__WHAT IS REQUIRED__:
Each line in the data holding "wooden" should be listed.
** INFORMATION PROVIDED follows **
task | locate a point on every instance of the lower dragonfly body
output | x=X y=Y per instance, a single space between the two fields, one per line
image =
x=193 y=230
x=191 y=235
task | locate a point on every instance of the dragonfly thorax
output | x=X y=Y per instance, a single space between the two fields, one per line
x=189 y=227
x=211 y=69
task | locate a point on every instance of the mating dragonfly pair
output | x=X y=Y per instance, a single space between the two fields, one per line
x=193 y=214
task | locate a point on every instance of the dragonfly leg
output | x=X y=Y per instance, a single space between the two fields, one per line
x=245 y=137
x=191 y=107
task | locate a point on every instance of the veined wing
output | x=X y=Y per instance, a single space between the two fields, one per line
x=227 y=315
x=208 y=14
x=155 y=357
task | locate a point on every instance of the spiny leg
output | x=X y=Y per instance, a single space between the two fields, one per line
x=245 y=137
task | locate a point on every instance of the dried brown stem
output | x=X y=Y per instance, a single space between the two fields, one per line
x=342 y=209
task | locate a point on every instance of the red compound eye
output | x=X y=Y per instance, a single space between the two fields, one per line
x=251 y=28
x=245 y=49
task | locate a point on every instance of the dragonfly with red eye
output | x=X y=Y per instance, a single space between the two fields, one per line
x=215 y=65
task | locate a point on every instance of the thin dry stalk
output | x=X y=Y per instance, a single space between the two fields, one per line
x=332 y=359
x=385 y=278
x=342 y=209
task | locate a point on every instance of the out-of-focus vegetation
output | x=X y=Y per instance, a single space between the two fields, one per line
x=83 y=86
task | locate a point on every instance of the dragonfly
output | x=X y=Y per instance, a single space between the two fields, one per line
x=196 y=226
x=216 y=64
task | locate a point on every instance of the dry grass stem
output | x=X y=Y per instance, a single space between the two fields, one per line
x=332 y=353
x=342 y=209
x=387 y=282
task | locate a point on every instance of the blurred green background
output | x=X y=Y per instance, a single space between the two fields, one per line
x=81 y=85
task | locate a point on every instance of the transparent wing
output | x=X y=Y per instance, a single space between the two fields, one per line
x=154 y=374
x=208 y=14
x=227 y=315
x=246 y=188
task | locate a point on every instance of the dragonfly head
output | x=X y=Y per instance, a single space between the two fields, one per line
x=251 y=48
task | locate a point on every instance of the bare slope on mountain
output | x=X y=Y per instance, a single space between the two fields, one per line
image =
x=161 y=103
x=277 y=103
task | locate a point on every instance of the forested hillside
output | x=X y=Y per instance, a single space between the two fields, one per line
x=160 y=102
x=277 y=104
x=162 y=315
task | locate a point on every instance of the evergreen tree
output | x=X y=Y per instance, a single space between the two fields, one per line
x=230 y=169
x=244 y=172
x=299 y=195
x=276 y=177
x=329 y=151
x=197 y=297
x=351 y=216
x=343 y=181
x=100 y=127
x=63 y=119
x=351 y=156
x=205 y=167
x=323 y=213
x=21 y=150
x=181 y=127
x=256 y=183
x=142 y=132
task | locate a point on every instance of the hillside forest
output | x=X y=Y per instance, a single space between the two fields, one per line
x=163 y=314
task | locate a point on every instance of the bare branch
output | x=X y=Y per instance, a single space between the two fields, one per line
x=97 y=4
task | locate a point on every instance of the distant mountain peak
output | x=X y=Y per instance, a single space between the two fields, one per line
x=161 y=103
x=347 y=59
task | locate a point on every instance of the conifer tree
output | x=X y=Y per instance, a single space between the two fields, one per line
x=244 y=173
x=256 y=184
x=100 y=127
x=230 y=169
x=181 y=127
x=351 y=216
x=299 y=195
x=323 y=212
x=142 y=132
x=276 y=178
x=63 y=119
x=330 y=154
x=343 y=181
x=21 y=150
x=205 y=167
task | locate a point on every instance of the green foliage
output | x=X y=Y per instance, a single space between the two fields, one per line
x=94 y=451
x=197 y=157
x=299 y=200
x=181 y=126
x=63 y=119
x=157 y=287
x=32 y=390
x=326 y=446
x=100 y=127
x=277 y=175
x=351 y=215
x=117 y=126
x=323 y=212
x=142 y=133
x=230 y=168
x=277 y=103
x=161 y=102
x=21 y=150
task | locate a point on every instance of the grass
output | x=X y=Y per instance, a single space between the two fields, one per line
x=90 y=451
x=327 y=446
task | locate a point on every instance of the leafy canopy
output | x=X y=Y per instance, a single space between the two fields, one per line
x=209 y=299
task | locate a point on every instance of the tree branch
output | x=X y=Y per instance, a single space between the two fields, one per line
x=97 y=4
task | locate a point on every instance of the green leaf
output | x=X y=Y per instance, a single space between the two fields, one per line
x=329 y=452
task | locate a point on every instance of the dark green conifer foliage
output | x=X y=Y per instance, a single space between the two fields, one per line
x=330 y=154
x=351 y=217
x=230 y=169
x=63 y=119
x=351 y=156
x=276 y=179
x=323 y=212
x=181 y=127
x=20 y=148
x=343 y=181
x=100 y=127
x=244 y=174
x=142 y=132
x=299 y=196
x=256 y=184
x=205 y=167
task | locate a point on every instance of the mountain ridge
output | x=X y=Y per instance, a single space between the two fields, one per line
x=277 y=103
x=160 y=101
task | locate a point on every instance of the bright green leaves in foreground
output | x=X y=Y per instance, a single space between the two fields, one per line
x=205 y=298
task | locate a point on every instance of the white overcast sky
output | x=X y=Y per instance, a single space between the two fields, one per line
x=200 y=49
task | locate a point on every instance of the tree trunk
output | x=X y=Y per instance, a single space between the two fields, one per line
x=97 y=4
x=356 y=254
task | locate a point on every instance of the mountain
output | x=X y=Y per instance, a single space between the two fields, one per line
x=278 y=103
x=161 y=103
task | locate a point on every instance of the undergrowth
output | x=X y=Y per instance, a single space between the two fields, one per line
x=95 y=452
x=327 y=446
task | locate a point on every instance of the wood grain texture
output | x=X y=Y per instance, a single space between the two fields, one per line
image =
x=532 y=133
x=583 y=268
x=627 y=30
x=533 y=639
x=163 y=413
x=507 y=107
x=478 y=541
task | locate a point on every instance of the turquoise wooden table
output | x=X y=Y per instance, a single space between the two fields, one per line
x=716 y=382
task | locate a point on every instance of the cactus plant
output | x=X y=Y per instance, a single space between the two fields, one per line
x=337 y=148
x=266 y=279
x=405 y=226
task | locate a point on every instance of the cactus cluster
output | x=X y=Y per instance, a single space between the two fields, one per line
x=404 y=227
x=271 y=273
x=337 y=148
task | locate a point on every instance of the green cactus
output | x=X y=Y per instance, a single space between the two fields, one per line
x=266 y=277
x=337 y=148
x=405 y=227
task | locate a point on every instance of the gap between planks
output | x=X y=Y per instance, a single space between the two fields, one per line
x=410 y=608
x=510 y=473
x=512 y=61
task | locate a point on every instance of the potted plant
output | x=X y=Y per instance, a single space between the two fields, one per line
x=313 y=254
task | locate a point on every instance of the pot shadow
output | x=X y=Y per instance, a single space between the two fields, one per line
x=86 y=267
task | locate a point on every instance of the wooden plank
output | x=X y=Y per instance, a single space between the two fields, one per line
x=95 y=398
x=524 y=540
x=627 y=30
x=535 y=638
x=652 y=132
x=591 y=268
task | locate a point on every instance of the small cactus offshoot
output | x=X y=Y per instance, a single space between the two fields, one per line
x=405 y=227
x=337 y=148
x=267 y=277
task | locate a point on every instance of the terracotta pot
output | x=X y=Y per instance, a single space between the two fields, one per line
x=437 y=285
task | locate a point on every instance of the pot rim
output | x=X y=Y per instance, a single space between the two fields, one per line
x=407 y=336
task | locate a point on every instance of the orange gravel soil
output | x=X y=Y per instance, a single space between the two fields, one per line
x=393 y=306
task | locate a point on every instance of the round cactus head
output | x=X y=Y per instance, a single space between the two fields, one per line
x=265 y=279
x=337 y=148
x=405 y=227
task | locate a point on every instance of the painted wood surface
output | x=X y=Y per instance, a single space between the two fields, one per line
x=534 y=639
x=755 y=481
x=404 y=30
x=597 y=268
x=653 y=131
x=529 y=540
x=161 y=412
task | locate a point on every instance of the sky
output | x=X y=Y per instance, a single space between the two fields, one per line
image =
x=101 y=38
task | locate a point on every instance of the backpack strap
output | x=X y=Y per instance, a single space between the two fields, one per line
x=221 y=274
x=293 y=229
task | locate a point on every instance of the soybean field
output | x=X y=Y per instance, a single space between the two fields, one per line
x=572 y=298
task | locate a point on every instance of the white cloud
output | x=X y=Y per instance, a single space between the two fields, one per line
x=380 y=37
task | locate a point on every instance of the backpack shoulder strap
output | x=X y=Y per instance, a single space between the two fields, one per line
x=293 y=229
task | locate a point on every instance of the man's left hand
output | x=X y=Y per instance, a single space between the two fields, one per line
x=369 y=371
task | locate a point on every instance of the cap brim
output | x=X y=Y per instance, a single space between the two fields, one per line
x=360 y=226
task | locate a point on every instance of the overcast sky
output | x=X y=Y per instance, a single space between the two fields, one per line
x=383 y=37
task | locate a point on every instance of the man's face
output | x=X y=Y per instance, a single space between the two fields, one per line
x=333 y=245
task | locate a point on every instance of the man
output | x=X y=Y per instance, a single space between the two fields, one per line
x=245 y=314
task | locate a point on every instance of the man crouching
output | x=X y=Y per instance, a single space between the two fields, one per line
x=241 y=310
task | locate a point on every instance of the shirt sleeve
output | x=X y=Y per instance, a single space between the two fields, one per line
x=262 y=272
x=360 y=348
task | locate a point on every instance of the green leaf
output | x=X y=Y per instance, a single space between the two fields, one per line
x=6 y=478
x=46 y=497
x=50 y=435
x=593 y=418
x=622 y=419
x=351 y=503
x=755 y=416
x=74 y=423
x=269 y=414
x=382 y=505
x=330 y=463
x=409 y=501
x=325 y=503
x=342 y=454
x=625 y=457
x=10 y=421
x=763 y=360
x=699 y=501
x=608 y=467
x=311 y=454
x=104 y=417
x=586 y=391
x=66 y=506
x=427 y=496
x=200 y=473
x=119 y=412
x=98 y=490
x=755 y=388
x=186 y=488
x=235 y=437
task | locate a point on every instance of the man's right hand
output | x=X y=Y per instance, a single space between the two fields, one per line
** End of INFORMATION PROVIDED **
__REPLY__:
task | locate a point on every instance of the turquoise wooden table
task | locate a point on every instance of the wooden plank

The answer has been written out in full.